# [Source records]
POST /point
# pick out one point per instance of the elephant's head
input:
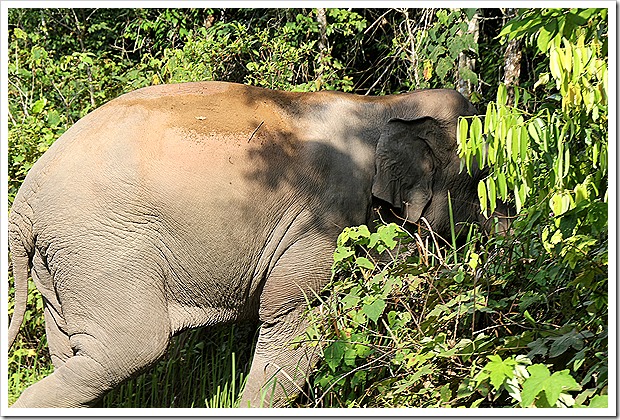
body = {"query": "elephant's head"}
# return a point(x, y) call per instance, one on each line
point(417, 166)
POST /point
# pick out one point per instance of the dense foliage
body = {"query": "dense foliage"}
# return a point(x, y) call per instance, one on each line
point(409, 320)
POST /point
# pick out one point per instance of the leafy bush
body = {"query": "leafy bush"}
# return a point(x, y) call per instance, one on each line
point(505, 322)
point(418, 329)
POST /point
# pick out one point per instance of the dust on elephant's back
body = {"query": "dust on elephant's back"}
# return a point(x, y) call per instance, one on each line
point(211, 138)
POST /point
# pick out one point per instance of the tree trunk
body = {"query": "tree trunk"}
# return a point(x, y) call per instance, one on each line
point(467, 62)
point(512, 61)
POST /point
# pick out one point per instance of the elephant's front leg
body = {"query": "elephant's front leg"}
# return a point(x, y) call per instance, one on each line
point(281, 363)
point(283, 359)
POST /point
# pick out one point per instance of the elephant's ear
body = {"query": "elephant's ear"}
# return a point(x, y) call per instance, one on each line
point(404, 166)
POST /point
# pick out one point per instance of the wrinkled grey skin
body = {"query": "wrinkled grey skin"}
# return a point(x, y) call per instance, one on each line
point(189, 205)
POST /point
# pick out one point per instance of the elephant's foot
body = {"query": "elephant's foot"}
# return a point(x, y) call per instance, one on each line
point(281, 364)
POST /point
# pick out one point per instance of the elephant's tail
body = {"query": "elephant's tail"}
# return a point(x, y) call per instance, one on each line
point(20, 256)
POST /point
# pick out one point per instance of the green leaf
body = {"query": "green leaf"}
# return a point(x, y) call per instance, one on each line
point(502, 95)
point(541, 381)
point(599, 401)
point(499, 370)
point(364, 263)
point(334, 354)
point(342, 253)
point(502, 186)
point(374, 310)
point(482, 195)
point(492, 195)
point(37, 107)
point(462, 134)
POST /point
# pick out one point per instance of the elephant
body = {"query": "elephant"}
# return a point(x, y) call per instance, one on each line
point(188, 205)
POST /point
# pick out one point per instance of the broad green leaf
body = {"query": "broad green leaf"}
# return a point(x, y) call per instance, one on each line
point(37, 107)
point(334, 354)
point(374, 310)
point(541, 380)
point(364, 263)
point(499, 370)
point(599, 401)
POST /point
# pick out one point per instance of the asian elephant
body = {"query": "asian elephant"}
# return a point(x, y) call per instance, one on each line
point(187, 205)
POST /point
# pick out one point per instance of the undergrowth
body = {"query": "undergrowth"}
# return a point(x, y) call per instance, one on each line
point(410, 324)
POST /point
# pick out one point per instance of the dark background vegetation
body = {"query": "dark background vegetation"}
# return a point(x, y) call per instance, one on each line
point(499, 322)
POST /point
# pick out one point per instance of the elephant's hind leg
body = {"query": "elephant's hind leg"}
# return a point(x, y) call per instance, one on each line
point(112, 336)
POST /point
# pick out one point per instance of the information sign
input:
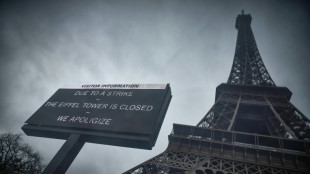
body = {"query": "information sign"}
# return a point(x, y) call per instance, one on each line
point(127, 115)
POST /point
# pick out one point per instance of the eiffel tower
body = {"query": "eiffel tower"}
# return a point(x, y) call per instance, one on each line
point(252, 128)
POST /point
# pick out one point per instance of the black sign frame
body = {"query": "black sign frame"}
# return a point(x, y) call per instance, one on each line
point(142, 140)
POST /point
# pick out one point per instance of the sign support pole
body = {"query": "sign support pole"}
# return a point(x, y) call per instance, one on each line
point(65, 156)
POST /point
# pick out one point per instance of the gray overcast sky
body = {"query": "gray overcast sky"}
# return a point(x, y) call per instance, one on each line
point(45, 45)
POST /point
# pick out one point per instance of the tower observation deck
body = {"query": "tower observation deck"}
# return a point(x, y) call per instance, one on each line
point(252, 128)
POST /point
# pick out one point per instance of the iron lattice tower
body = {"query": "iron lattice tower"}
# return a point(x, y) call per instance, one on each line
point(252, 128)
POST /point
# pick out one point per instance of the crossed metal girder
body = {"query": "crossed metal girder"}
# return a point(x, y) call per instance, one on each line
point(248, 67)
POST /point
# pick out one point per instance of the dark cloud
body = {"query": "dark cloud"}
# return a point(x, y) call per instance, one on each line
point(45, 45)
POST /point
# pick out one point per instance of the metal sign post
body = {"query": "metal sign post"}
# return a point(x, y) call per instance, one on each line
point(65, 156)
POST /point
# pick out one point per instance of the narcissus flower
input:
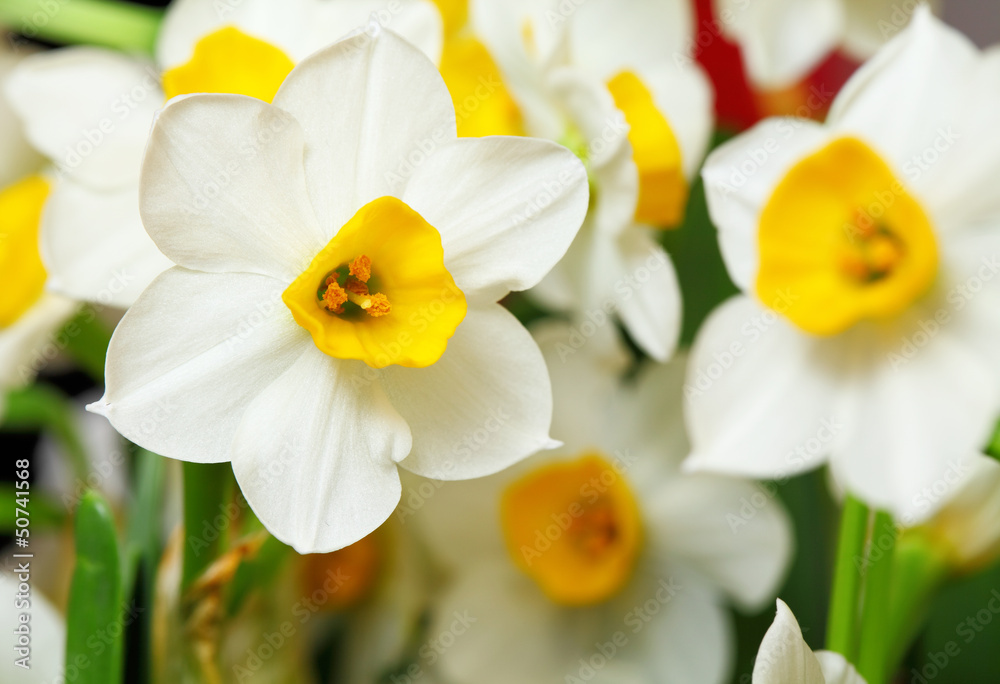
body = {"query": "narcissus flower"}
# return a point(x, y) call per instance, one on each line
point(868, 251)
point(603, 563)
point(333, 309)
point(90, 110)
point(613, 81)
point(785, 657)
point(783, 40)
point(28, 314)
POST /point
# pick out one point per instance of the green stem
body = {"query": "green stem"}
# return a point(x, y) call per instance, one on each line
point(920, 568)
point(845, 599)
point(87, 341)
point(207, 519)
point(875, 614)
point(118, 25)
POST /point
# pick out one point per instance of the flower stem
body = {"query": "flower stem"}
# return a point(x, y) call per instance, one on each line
point(845, 599)
point(108, 23)
point(873, 656)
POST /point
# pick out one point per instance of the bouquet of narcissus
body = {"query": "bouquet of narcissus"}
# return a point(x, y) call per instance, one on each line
point(491, 341)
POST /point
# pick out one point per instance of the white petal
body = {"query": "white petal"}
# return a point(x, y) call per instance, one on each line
point(17, 156)
point(372, 107)
point(507, 209)
point(913, 419)
point(836, 670)
point(285, 25)
point(759, 395)
point(315, 454)
point(784, 657)
point(48, 635)
point(418, 21)
point(650, 298)
point(23, 344)
point(87, 109)
point(190, 356)
point(783, 40)
point(909, 99)
point(223, 188)
point(739, 179)
point(716, 524)
point(608, 36)
point(485, 405)
point(94, 246)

# [Assignment]
How many lines of these records include the word "gray"? Only the number should be written.

# [Exercise output]
2